--- DATA FOR THE TASK ---

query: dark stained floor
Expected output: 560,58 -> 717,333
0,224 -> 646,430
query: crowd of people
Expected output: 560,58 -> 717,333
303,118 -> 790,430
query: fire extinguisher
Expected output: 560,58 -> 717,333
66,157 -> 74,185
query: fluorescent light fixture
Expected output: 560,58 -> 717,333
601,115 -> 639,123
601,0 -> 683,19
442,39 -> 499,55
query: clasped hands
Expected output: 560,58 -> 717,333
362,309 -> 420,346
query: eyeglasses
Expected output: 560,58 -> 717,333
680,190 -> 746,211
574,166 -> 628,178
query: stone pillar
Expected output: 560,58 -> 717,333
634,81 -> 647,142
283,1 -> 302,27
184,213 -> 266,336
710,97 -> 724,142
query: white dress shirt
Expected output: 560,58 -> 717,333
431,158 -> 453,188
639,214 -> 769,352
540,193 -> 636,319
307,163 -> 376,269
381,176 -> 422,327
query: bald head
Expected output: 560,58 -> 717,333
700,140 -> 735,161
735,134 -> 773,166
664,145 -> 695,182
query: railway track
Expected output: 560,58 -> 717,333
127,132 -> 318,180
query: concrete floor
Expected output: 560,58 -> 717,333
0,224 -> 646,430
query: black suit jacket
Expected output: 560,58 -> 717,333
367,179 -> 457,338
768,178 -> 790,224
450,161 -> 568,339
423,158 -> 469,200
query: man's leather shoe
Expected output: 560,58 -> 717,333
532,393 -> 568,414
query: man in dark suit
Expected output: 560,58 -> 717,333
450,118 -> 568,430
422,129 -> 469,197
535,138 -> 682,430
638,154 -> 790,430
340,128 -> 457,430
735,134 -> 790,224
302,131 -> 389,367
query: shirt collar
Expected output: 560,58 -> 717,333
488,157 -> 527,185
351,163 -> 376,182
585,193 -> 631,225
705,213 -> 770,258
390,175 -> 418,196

--- OBJECTIVE ---
Starting at the line that contains "query: man in dark suit" and ending at the last line of the records, write every line out again, request lines included. Shift each bounding-box coordinate in the answers up by 73, and leave the request lines and their sample output lines unchanged.

--- RESULT OF THIS TASK ---
query: man in dark suit
Expected output: 560,58 -> 717,333
523,191 -> 641,503
495,202 -> 542,270
608,211 -> 755,503
711,227 -> 863,503
413,201 -> 530,503
808,207 -> 863,297
375,204 -> 462,440
query: shirt collar
Expected output: 560,58 -> 717,333
561,230 -> 600,258
424,236 -> 449,255
658,266 -> 704,298
778,286 -> 843,331
463,248 -> 491,269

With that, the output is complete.